#### INSTRUCTION
Please put the material below into a numbered list, skipping any blank lines. Leave the pictures out of your answer.

#### RECORDS SHOWN
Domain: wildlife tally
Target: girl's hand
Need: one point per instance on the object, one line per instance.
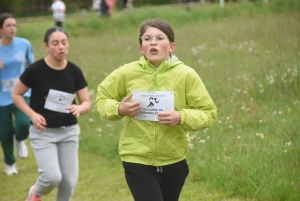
(169, 118)
(1, 64)
(127, 108)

#### CORRECT RESULT
1. Domain: wildlife tally
2. Target: girl's hand
3. Need: one point per instance on the object, one line per instance.
4. (169, 118)
5. (1, 64)
6. (127, 108)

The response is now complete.